Reproduce verbatim the lines of the records from the line containing "Identify one point on each instance of the dog's ear" through the final line of the records, inclusive.

::::::

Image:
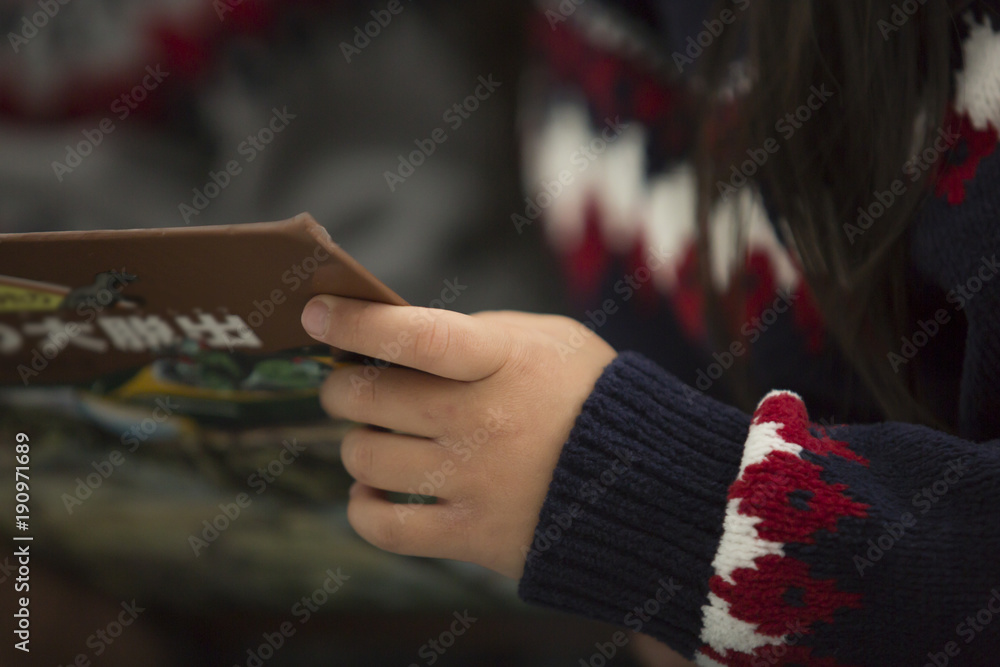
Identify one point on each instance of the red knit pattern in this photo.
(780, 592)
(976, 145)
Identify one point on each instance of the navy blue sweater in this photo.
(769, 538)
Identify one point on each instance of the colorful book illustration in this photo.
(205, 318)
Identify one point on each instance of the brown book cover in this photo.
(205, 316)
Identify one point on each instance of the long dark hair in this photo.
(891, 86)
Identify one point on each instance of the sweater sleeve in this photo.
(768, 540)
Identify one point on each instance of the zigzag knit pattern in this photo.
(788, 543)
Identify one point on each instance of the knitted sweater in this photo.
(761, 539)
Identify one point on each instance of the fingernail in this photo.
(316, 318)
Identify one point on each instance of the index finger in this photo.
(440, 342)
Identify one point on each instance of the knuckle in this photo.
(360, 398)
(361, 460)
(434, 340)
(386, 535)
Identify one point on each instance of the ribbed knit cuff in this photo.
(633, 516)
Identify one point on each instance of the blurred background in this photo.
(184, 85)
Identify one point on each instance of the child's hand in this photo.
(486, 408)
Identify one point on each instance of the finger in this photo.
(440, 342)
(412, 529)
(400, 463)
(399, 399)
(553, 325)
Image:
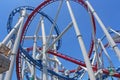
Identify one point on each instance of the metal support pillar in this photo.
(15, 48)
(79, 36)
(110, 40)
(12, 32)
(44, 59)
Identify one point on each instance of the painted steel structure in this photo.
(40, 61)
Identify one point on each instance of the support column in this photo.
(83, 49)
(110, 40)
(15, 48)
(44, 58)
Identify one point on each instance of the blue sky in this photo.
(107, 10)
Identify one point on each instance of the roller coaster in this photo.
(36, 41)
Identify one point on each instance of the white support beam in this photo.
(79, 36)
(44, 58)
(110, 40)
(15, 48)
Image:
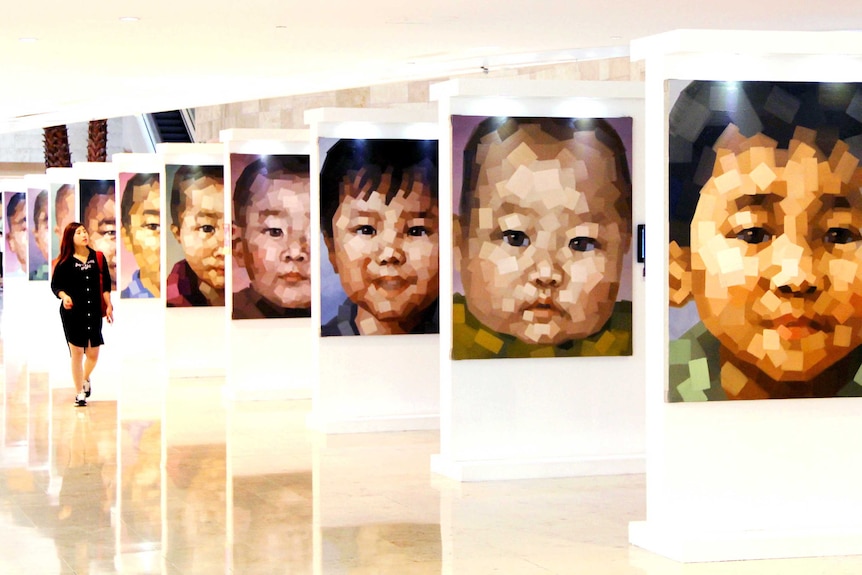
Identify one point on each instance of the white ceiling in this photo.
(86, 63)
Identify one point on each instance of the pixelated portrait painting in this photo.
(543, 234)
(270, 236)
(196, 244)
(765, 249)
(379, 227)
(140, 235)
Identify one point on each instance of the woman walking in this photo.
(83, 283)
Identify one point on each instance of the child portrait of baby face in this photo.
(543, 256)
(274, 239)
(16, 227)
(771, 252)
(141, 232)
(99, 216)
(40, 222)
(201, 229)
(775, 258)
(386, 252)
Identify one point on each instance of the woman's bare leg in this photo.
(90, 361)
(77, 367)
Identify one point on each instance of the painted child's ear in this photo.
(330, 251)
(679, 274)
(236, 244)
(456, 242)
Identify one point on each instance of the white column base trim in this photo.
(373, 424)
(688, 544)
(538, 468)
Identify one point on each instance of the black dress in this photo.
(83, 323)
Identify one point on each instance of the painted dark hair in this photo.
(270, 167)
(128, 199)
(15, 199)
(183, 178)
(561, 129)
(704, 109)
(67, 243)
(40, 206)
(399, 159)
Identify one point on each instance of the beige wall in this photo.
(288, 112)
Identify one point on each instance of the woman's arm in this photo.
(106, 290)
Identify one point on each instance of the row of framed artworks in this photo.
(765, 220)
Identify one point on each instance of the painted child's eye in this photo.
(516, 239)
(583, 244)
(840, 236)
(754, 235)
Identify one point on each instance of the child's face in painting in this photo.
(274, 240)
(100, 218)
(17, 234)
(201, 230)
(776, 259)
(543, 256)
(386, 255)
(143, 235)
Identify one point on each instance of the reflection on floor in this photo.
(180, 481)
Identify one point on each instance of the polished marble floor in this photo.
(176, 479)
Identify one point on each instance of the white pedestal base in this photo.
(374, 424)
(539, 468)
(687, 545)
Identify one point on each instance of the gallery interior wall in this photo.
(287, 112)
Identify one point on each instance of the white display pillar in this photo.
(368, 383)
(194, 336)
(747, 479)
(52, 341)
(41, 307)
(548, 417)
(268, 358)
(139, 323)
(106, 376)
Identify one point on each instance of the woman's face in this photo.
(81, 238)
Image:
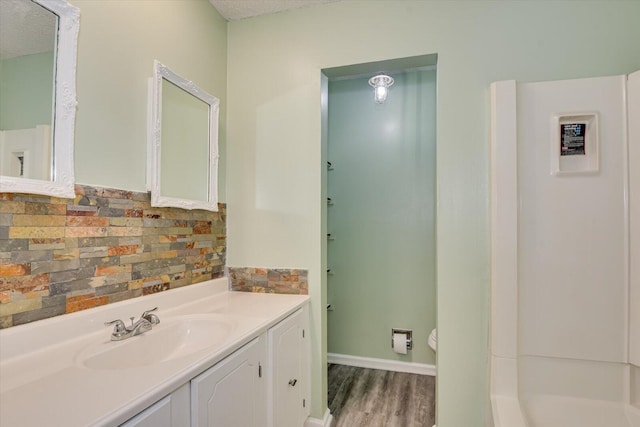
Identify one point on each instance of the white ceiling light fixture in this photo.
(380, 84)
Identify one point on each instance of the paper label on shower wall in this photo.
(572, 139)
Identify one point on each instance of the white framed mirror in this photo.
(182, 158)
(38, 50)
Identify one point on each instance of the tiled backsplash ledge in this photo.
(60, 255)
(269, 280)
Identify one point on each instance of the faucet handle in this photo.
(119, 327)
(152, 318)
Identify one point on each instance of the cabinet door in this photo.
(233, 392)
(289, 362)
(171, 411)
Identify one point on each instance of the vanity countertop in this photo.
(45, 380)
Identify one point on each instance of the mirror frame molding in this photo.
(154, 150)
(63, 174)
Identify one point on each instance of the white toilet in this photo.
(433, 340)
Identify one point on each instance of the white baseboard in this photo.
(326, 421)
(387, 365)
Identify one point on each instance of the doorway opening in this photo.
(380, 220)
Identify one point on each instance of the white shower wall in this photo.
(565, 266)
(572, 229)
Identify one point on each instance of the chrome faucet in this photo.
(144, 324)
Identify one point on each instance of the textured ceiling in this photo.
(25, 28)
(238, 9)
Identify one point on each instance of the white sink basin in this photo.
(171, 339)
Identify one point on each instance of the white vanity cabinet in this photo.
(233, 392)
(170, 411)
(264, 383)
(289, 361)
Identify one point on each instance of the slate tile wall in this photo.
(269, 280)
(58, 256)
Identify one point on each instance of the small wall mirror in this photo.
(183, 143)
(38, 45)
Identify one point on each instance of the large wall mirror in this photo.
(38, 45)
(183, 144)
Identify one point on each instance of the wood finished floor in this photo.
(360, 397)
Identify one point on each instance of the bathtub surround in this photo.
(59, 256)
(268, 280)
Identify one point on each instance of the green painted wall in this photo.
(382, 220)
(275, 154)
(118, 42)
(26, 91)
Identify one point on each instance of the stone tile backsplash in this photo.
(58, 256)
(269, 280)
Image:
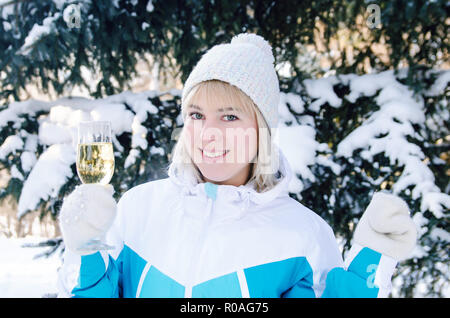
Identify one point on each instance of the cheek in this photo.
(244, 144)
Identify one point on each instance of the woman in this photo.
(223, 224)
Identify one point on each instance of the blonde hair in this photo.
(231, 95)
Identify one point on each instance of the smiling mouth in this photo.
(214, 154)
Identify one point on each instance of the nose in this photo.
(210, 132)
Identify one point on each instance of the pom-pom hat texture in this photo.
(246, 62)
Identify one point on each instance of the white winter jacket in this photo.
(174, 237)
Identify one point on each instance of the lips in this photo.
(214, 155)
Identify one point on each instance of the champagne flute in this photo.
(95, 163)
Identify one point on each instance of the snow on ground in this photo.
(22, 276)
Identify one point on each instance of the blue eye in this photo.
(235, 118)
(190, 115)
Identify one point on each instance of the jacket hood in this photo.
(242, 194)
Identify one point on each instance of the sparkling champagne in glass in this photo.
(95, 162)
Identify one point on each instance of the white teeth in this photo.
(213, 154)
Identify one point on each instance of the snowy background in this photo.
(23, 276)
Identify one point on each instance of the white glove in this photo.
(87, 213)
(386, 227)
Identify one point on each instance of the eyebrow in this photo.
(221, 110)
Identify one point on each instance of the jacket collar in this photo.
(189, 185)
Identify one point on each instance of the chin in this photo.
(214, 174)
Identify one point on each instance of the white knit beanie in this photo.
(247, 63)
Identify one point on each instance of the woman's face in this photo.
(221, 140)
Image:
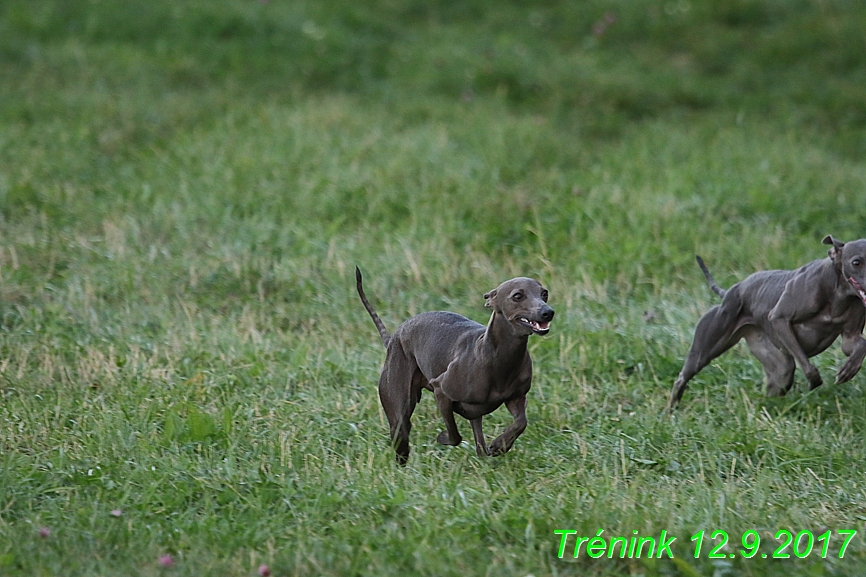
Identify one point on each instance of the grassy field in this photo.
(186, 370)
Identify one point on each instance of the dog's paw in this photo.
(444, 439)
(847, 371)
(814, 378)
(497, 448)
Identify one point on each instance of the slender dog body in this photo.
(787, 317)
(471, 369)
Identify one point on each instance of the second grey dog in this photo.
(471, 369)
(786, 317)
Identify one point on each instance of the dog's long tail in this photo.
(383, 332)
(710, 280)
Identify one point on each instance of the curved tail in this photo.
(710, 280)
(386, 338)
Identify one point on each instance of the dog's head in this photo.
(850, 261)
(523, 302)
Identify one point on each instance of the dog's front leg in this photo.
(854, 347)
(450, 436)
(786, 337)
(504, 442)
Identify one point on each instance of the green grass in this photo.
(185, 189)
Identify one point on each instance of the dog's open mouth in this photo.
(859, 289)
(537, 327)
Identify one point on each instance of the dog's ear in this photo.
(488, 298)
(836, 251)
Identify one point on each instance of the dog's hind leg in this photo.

::::::

EXERCISE SOLUTION:
Identify one point on each instance of the dog's ear in this photo.
(488, 298)
(836, 251)
Identify one point on each instance of the dog's hind leg in this photo.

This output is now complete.